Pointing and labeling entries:
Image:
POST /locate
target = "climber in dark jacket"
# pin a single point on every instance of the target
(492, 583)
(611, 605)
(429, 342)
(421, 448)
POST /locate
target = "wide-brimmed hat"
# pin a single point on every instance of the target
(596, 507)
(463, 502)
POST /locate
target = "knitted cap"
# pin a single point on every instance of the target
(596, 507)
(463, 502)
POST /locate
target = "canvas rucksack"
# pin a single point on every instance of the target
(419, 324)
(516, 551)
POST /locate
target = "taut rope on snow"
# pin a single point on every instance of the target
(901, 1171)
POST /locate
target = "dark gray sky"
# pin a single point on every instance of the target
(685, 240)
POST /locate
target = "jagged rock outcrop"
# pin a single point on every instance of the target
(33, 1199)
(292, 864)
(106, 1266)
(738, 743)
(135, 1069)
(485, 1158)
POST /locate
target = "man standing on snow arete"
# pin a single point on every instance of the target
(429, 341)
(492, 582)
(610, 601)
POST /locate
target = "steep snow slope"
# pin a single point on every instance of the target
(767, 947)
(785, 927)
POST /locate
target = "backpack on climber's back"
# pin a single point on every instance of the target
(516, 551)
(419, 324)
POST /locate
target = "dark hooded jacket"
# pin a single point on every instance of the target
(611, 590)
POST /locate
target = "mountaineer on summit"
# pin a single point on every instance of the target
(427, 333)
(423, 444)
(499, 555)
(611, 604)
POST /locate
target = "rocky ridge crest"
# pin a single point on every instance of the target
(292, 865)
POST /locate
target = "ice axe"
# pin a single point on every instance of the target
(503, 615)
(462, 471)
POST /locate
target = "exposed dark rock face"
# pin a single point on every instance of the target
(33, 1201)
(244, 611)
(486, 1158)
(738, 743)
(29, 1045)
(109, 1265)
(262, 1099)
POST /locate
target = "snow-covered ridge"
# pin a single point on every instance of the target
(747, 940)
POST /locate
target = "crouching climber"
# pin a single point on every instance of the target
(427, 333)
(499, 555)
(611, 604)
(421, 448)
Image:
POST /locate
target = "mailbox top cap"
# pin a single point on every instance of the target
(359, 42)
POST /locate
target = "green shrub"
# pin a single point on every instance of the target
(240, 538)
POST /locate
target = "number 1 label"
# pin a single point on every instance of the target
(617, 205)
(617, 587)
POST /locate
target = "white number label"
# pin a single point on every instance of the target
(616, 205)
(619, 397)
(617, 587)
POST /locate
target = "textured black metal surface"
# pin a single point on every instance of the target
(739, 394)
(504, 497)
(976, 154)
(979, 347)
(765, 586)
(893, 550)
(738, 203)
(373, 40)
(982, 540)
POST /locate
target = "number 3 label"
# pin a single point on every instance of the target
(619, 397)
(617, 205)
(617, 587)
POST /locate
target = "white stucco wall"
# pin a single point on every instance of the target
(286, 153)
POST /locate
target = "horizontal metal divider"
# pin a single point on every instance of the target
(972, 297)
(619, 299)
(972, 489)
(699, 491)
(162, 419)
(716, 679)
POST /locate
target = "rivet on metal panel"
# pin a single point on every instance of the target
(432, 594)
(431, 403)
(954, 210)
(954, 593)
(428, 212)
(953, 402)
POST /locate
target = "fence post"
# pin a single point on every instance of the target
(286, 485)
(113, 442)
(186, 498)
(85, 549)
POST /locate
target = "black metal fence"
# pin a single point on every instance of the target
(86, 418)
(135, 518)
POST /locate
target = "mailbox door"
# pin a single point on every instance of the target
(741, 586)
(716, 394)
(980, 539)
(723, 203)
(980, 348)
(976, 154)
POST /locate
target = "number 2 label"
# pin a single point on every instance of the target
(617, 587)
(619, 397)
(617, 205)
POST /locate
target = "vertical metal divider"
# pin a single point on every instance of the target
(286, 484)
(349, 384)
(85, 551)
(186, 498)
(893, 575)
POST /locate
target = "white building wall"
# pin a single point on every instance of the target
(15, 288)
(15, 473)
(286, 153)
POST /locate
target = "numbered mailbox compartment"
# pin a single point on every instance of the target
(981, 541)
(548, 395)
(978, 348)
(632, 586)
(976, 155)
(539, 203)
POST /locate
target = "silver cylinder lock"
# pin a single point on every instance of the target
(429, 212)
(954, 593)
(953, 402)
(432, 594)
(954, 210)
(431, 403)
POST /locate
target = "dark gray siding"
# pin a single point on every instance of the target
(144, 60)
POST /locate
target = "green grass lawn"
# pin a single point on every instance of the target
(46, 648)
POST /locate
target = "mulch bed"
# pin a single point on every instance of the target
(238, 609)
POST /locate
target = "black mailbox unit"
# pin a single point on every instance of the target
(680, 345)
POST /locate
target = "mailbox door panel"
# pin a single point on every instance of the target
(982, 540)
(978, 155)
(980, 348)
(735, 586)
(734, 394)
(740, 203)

_What is being asked_. All of the lines above must be returned exactly.

_Expected output_.
Image:
POST /locate
target = "climber in dark jacket"
# pin a single point on every instance of the target
(492, 583)
(611, 605)
(429, 342)
(421, 448)
POST /locate
target = "wide-brimmed hat"
# pin a single point on every instance of the target
(596, 507)
(463, 502)
POST /locate
target = "knitted cap"
# pin a single point on every instance of the target
(596, 507)
(463, 502)
POST /locate
target = "canvas rucksack"
# pin a single point on every instance of the target
(419, 324)
(516, 551)
POST /locate
target = "taut rope on snow"
# pin a single point on every instance of the target
(901, 1171)
POST /locate
target = "dark gray sky"
# pin a single point on every instance of the target
(685, 240)
POST /locate
target = "jagged rock outcrop"
# pin a single point on every instance of the target
(33, 1199)
(292, 864)
(106, 1266)
(738, 743)
(135, 1069)
(485, 1158)
POST /locate
target = "man standing on snow arete"
# pin a single point on every instance of the target
(429, 341)
(492, 582)
(610, 601)
POST /locate
target = "steep snow slope"
# pin a single point on every instance of the target
(767, 947)
(785, 927)
POST /locate
target = "backpack on climber's back"
# pin a single point on every instance of the target
(516, 551)
(419, 324)
POST /locate
target = "dark hooded jacket"
# pin a single point on every instance of the target
(611, 590)
POST /locate
target = "mountaineer on summit"
# pin a single point on every instance of the target
(427, 333)
(423, 444)
(499, 555)
(611, 604)
POST /locate
target = "rocky ridge crest"
# pin a single point on every instance of the target
(292, 865)
POST /locate
target = "ice axe"
# pin a single point on every instance of the target
(503, 615)
(462, 471)
POST /locate
target = "exposed dark rock face"
# pin a single point on every instance of the target
(33, 1201)
(244, 611)
(486, 1158)
(738, 743)
(29, 1045)
(109, 1265)
(262, 1099)
POST /locate
target = "snow-covered ridge"
# pin a single point on every instance of the target
(747, 940)
POST /locate
target = "crouching climber"
# pin a single point on every instance of the target
(427, 333)
(499, 555)
(611, 604)
(421, 448)
Image:
POST /locate
target = "mailbox top cap"
# pin a single point on every instance of the target
(359, 42)
POST /locate
target = "green shrub"
# pin a single point on every instance of the target
(240, 538)
POST /locate
target = "number 1 label"
# pin a single point on every instance of the target
(617, 205)
(617, 587)
POST /locate
target = "white number label"
# pin a single point on every instance of the target
(616, 205)
(619, 397)
(617, 587)
POST /locate
target = "textured black metal surface"
# pin a single point on every instance of the target
(739, 394)
(504, 497)
(976, 154)
(979, 347)
(765, 586)
(893, 550)
(738, 203)
(373, 40)
(982, 540)
POST /locate
target = "number 3 label"
# pin a single point on every instance of the target
(619, 397)
(617, 205)
(617, 587)
POST /locate
target = "white stucco wall"
# pin a single point on every instance of the target
(286, 153)
POST /locate
target = "horizontal metal divider"
# pin a single point on every instance of the target
(972, 297)
(619, 299)
(972, 489)
(699, 491)
(162, 419)
(716, 679)
POST /locate
target = "rivet on metal panel"
# pin a single point on every instance of the target
(432, 594)
(431, 403)
(954, 210)
(954, 593)
(428, 212)
(953, 402)
POST /locate
target = "fence post"
# pin a single point on every instance of the target
(286, 485)
(113, 442)
(186, 498)
(85, 549)
POST /locate
target = "black metal fence"
# pin a single point on every instance of the target
(86, 418)
(135, 518)
POST /locate
target = "mailbox door"
# pin a single point on every instance of the target
(741, 586)
(716, 394)
(980, 539)
(723, 203)
(980, 348)
(976, 154)
POST /locate
target = "number 2 label"
# pin a single point on every instance of the target
(617, 587)
(619, 397)
(617, 205)
POST /locate
target = "vertical metal divider"
# pin a single point on every instance of the target
(286, 484)
(349, 384)
(85, 551)
(186, 498)
(893, 575)
POST /locate
target = "white building wall"
# pin a single point on every instance of the target
(15, 288)
(15, 473)
(286, 153)
POST /locate
target = "numbered mailbox compartment"
# pin a single point on every instance of the target
(981, 541)
(548, 395)
(978, 348)
(632, 586)
(976, 155)
(539, 203)
POST /locate
target = "silver cylinder lock"
# pin a single point on every instance of the target
(429, 212)
(954, 593)
(953, 402)
(432, 594)
(954, 210)
(431, 403)
POST /locate
target = "dark gray siding"
# pin a single point on every instance of the target
(144, 60)
POST /locate
target = "green grass lawn"
# pin a single point on every instance of the target
(46, 648)
POST /locate
target = "mulch bed"
# pin a single point on every instance of the target
(238, 609)
POST /locate
target = "black mailbox unit"
# pin a single point on every instance of the target
(680, 345)
POST /locate
target = "mailbox door panel"
# pin a single point on every instance of the target
(982, 540)
(978, 155)
(980, 348)
(735, 586)
(734, 394)
(740, 203)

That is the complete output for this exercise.